Material provided:
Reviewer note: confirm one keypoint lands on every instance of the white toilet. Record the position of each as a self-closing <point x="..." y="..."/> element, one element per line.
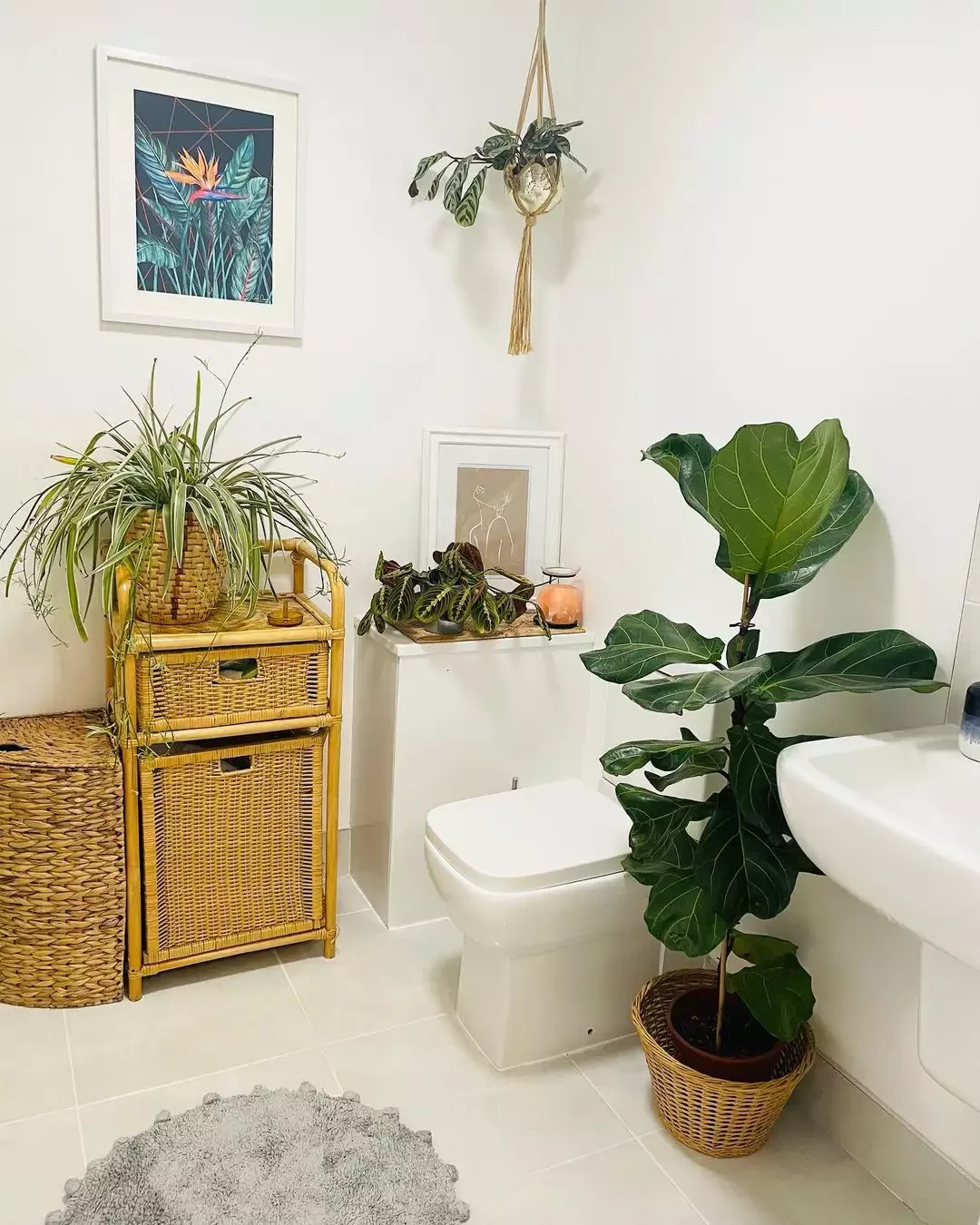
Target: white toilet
<point x="555" y="946"/>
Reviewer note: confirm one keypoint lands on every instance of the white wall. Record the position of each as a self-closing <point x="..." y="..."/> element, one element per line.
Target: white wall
<point x="781" y="224"/>
<point x="406" y="314"/>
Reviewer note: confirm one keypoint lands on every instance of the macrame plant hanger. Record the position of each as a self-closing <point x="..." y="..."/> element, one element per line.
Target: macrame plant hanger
<point x="539" y="77"/>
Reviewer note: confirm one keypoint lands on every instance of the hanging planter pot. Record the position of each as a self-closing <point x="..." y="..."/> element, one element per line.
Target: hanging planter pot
<point x="532" y="169"/>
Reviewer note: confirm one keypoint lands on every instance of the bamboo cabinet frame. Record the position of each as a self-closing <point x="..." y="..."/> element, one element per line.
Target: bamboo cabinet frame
<point x="122" y="691"/>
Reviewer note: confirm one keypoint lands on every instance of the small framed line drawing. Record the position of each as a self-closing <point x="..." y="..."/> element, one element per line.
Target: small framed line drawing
<point x="189" y="162"/>
<point x="499" y="489"/>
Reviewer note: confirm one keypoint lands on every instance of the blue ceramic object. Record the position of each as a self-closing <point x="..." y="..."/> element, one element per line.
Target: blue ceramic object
<point x="969" y="729"/>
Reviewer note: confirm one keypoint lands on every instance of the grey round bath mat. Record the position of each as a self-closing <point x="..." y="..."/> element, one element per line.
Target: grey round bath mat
<point x="289" y="1157"/>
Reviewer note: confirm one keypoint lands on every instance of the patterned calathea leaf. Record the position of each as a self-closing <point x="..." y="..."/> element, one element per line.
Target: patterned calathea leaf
<point x="426" y="163"/>
<point x="667" y="755"/>
<point x="739" y="867"/>
<point x="469" y="203"/>
<point x="431" y="603"/>
<point x="688" y="457"/>
<point x="643" y="642"/>
<point x="691" y="691"/>
<point x="454" y="191"/>
<point x="769" y="492"/>
<point x="401" y="599"/>
<point x="484" y="612"/>
<point x="849" y="663"/>
<point x="774" y="987"/>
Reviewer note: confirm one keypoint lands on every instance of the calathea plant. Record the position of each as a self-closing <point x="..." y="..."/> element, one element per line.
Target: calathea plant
<point x="458" y="588"/>
<point x="545" y="143"/>
<point x="781" y="507"/>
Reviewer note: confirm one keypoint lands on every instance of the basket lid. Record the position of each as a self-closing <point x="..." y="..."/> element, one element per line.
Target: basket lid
<point x="56" y="741"/>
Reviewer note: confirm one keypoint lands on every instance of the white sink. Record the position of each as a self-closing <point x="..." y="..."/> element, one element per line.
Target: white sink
<point x="895" y="818"/>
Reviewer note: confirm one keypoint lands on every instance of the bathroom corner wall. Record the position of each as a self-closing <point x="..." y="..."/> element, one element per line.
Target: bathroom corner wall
<point x="966" y="665"/>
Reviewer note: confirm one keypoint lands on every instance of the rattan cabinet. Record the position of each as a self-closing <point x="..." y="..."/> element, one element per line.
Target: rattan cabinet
<point x="230" y="742"/>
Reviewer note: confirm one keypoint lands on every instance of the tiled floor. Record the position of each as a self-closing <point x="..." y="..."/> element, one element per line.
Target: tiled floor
<point x="573" y="1141"/>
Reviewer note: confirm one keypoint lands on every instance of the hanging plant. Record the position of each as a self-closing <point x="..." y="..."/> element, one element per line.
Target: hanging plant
<point x="533" y="161"/>
<point x="531" y="165"/>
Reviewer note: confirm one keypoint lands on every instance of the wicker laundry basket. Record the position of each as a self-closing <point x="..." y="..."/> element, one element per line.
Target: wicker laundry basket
<point x="716" y="1117"/>
<point x="63" y="886"/>
<point x="195" y="585"/>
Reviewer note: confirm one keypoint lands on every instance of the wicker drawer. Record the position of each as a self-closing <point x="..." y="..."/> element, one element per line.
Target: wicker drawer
<point x="233" y="843"/>
<point x="230" y="685"/>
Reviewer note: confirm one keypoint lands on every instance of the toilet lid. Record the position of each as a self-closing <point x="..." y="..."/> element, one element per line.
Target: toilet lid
<point x="532" y="838"/>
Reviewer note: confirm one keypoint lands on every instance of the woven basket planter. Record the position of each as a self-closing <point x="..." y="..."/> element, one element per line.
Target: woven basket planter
<point x="720" y="1119"/>
<point x="63" y="886"/>
<point x="195" y="585"/>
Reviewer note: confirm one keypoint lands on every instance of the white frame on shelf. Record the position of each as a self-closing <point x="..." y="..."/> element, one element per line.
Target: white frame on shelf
<point x="118" y="70"/>
<point x="542" y="452"/>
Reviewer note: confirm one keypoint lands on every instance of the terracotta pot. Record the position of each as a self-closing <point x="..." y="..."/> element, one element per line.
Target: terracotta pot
<point x="723" y="1067"/>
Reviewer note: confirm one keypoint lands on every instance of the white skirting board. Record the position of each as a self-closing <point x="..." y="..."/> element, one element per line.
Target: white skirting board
<point x="936" y="1190"/>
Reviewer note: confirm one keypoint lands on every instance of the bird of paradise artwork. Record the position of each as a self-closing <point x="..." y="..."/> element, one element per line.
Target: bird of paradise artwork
<point x="203" y="199"/>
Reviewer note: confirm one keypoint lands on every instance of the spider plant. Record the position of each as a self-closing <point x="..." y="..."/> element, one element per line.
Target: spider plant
<point x="88" y="520"/>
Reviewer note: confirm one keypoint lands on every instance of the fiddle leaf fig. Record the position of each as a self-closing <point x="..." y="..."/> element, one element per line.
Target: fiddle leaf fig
<point x="850" y="663"/>
<point x="690" y="691"/>
<point x="643" y="642"/>
<point x="688" y="457"/>
<point x="739" y="867"/>
<point x="769" y="492"/>
<point x="778" y="994"/>
<point x="783" y="507"/>
<point x="665" y="755"/>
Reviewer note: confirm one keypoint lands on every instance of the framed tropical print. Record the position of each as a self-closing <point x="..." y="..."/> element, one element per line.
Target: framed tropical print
<point x="200" y="179"/>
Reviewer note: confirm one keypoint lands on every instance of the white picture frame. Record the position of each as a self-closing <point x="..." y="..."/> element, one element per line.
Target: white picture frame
<point x="445" y="451"/>
<point x="250" y="279"/>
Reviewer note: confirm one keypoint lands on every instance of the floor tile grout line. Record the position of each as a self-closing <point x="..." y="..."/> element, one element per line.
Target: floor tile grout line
<point x="637" y="1140"/>
<point x="74" y="1088"/>
<point x="198" y="1075"/>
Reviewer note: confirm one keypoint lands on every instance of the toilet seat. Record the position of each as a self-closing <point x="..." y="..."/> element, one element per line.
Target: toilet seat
<point x="532" y="838"/>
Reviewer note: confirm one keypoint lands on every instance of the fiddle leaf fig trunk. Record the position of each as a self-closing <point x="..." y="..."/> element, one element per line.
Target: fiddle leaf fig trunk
<point x="783" y="508"/>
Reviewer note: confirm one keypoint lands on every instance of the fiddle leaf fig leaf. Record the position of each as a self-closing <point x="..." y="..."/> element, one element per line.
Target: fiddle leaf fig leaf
<point x="769" y="492"/>
<point x="642" y="642"/>
<point x="778" y="994"/>
<point x="753" y="753"/>
<point x="680" y="914"/>
<point x="688" y="457"/>
<point x="850" y="663"/>
<point x="759" y="949"/>
<point x="667" y="755"/>
<point x="746" y="646"/>
<point x="739" y="867"/>
<point x="691" y="691"/>
<point x="657" y="819"/>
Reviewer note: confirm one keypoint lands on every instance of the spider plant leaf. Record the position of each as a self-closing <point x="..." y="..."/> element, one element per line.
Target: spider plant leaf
<point x="70" y="560"/>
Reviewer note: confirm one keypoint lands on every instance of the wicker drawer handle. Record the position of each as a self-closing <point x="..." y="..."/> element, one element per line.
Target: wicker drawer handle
<point x="235" y="671"/>
<point x="235" y="765"/>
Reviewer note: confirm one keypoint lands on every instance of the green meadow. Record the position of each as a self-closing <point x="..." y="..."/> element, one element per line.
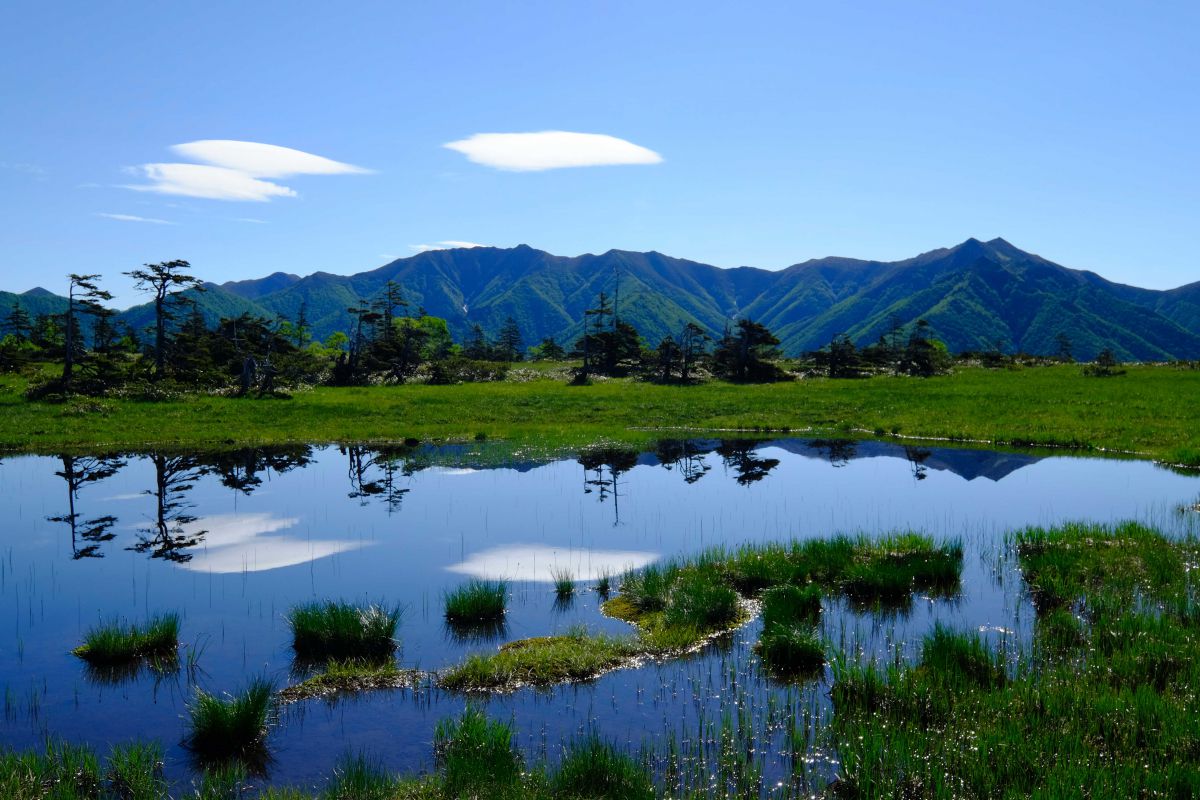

Task item:
Copy the entries above exactly, but only from the line holding "Target: bamboo cabinet frame" through the line holding "of the small", both included.

Result:
Target: bamboo cabinet frame
<point x="122" y="691"/>
Reviewer note: confirm one keypoint lands on every instance of the small framed line drawing. Record the position of each as a self-closing <point x="..." y="..."/> element, one element per line.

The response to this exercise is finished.